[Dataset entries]
★ ★ ★ ★ ★ ★ ★

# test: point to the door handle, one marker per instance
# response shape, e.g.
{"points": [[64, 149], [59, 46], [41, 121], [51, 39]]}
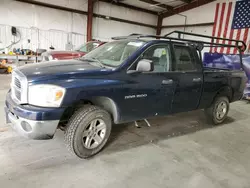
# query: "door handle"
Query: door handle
{"points": [[196, 79], [167, 82]]}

★ ★ ★ ★ ★ ★ ★

TASK TO COMPLETE.
Pictures are to be left out; please print the rest of the records above word for word.

ANSWER TO THIS EXERCISE.
# test: point to the door handle, one marker per instance
# response shape, e.g.
{"points": [[64, 149], [59, 46], [41, 121], [51, 39]]}
# query: "door handle"
Query: door handle
{"points": [[196, 79], [167, 82]]}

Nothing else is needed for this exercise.